*Entries shown:*
++++++++++
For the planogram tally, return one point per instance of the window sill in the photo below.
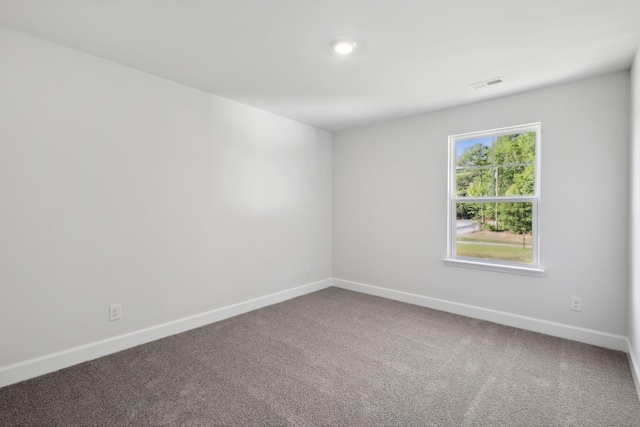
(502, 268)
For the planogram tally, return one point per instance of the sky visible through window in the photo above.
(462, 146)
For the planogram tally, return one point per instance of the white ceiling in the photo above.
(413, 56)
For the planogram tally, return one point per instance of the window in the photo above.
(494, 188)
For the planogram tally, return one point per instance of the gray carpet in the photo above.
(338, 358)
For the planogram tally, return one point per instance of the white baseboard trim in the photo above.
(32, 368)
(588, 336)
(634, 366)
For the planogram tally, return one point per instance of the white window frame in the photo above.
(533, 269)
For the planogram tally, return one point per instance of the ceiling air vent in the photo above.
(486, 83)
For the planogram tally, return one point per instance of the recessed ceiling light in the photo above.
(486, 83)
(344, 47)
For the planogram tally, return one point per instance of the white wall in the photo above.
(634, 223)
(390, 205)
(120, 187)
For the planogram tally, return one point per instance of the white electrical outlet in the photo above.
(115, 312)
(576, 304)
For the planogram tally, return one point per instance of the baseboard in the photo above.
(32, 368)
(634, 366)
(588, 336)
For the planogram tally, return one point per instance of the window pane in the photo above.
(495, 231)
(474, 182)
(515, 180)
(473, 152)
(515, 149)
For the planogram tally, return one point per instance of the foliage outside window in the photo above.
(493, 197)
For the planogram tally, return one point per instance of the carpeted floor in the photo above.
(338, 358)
++++++++++
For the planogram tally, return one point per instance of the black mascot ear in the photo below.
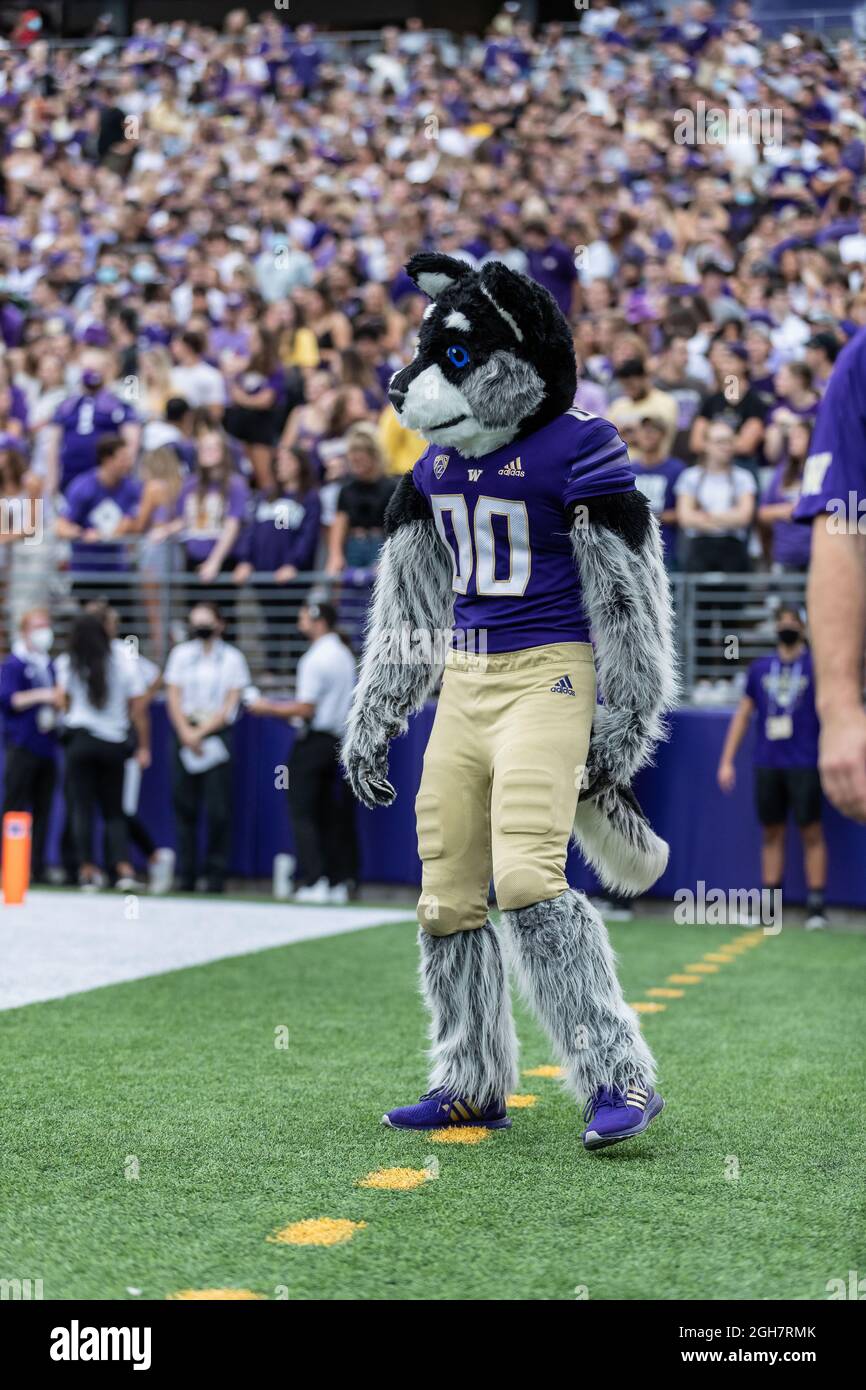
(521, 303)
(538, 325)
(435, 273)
++++++++++
*Required work:* Report each line of the material above that contains the word "ceiling". Case counts.

*In response:*
For the planogram tally, return one point per instance of the white ceiling in the photo above.
For the planogram tally, return one point per instance of the ceiling air vent in the photo above.
For the planogram tally, return one point per instance of the recessed ceiling light in the photo above.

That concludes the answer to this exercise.